__RAW RECORDS__:
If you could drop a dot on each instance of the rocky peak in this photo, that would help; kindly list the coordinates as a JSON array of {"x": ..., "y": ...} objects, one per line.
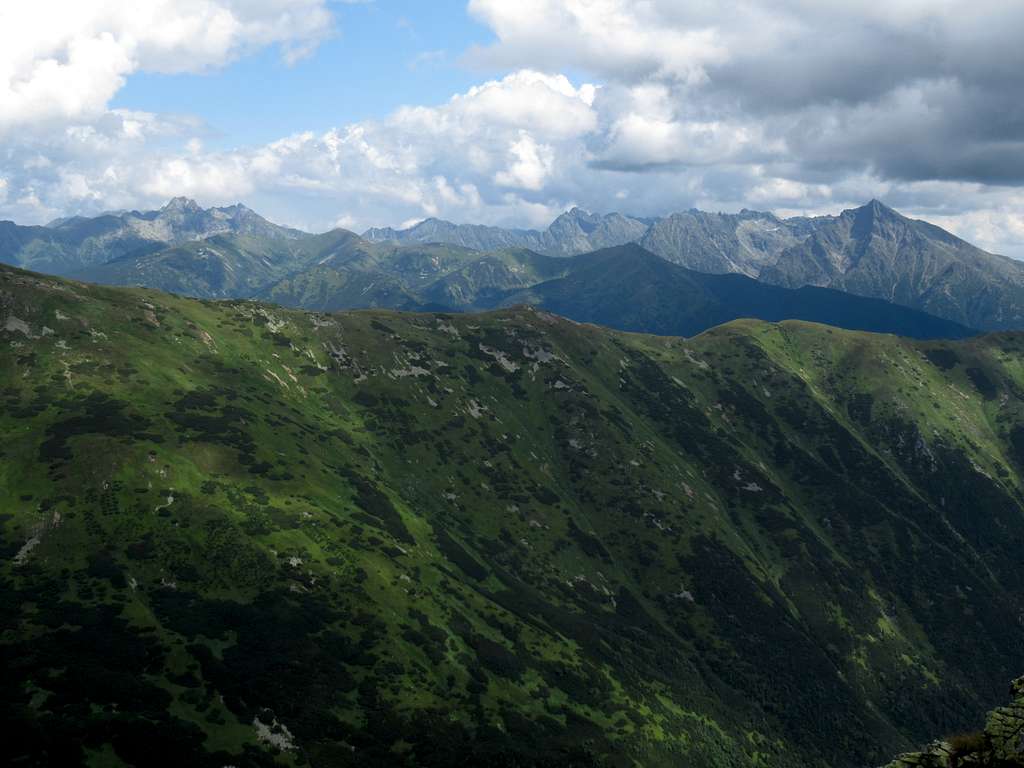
[
  {"x": 181, "y": 205},
  {"x": 998, "y": 744}
]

__THE REQUEST__: Count the lines in the listing above that contain the string "help", treating uppercase and lowercase as different, and give only the number.

__RESPONSE TO THIS EXERCISE__: 1